Going through the data below, copy out each line where the word "positive" shows up.

*** Opening of Data to examine ***

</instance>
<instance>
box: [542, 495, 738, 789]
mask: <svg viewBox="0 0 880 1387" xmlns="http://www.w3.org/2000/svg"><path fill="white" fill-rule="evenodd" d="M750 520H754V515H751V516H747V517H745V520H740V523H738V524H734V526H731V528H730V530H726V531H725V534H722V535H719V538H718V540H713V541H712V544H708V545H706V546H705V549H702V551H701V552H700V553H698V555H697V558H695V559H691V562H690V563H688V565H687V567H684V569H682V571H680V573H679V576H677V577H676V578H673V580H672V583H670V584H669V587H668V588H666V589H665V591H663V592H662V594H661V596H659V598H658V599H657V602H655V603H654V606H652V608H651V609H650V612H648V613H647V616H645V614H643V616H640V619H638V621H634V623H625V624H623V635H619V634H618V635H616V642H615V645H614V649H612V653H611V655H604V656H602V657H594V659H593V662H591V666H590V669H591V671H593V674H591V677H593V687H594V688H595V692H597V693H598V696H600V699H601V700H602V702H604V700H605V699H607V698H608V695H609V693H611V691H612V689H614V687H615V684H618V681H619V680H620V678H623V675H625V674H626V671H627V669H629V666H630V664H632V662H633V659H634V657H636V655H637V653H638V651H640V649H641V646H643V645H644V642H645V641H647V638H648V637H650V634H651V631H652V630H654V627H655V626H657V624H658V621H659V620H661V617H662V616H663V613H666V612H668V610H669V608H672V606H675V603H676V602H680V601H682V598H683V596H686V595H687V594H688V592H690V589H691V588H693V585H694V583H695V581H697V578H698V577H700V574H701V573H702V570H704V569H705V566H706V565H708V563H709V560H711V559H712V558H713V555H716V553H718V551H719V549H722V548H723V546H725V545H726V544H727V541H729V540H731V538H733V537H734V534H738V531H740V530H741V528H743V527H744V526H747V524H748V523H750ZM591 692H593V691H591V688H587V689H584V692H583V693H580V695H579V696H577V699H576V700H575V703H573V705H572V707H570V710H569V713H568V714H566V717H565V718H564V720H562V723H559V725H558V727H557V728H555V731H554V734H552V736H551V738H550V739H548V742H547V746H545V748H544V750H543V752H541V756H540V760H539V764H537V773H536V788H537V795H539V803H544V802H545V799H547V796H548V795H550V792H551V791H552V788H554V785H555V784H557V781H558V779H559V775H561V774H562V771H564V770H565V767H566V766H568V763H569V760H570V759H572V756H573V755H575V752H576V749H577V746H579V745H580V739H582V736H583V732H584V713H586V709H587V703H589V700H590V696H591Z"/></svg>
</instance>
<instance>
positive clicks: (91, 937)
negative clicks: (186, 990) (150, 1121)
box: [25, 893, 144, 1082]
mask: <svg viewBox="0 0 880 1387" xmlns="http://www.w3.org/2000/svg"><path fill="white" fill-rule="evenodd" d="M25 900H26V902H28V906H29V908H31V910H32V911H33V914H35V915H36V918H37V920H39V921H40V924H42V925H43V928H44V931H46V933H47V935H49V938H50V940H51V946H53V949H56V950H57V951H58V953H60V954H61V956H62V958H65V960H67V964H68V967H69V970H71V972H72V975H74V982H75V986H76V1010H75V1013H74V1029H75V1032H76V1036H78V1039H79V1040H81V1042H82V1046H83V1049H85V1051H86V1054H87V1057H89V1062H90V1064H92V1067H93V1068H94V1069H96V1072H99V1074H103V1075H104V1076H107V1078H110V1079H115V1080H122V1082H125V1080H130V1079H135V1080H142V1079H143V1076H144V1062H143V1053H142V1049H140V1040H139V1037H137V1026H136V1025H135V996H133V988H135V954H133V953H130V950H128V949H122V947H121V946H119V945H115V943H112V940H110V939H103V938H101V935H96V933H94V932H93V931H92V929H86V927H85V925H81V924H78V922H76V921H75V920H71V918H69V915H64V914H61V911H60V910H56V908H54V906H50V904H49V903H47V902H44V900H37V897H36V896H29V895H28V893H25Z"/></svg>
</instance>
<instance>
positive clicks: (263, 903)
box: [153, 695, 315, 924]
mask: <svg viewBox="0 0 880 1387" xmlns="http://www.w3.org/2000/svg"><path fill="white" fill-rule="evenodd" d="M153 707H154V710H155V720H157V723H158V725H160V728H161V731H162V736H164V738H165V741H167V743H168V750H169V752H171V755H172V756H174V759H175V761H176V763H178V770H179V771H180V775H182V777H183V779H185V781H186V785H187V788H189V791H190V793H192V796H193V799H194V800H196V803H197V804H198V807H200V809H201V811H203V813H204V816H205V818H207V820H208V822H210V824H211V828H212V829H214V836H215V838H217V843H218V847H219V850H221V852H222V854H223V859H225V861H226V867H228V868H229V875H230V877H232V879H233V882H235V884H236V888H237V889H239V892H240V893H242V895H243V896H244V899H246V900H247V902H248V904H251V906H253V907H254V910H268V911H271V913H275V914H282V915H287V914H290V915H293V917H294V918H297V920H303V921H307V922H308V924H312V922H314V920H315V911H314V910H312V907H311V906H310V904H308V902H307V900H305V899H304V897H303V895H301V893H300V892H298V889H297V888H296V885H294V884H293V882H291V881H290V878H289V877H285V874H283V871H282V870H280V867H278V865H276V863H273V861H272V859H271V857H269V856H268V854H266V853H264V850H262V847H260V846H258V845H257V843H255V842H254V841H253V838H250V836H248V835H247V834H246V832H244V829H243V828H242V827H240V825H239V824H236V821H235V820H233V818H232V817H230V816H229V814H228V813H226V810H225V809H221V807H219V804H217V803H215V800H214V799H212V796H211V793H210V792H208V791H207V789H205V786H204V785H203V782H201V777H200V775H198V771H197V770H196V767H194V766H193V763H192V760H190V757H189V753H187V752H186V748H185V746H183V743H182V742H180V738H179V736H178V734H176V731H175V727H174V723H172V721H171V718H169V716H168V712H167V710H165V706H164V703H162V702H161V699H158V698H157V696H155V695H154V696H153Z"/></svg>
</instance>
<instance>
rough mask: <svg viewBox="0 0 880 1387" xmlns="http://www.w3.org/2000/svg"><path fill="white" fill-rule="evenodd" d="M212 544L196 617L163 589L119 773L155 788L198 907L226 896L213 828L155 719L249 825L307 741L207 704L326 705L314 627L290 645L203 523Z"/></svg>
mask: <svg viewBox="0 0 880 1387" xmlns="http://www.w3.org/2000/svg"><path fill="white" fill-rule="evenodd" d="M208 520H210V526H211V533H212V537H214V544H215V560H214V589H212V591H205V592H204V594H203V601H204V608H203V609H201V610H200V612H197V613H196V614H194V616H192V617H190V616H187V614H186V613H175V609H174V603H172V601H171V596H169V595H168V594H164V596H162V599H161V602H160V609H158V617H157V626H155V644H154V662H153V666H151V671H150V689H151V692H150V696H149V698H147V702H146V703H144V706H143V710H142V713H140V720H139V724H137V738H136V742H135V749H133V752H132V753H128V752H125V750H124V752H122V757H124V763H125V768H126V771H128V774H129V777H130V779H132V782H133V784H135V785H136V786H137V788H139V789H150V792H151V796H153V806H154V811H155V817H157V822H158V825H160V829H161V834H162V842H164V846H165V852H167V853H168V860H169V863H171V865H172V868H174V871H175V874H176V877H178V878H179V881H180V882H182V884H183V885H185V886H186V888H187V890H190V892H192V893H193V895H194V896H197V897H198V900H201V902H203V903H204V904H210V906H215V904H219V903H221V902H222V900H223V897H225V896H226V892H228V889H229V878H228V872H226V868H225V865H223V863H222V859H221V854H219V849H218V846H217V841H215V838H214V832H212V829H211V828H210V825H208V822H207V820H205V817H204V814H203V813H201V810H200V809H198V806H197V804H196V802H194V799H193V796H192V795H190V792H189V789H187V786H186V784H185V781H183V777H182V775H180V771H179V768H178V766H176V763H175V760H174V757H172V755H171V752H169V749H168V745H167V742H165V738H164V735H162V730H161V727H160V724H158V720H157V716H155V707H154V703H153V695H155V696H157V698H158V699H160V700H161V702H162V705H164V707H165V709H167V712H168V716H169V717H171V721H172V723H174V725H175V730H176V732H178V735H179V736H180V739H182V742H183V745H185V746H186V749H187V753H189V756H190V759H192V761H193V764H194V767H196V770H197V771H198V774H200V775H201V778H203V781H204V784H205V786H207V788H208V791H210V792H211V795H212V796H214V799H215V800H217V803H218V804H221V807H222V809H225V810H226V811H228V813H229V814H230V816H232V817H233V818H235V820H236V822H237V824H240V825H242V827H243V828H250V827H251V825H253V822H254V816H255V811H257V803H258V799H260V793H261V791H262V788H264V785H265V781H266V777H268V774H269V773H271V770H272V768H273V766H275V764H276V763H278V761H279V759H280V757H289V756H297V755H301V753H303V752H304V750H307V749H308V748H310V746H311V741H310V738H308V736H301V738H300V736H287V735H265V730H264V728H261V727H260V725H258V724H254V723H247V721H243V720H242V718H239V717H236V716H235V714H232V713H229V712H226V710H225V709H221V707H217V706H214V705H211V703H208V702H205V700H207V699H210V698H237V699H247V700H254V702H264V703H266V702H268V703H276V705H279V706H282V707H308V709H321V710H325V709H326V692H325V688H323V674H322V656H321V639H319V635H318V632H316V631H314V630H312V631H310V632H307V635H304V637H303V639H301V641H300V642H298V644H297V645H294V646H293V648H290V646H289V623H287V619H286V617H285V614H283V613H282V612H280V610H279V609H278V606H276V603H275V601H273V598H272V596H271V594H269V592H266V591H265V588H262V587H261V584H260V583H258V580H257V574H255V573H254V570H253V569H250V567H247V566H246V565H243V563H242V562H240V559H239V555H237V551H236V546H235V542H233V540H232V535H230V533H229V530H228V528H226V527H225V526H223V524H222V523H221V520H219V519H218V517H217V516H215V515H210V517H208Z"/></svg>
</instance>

*** Close of Data to examine ***

• [Answer to the problem]:
positive clicks: (91, 937)
positive clicks: (263, 903)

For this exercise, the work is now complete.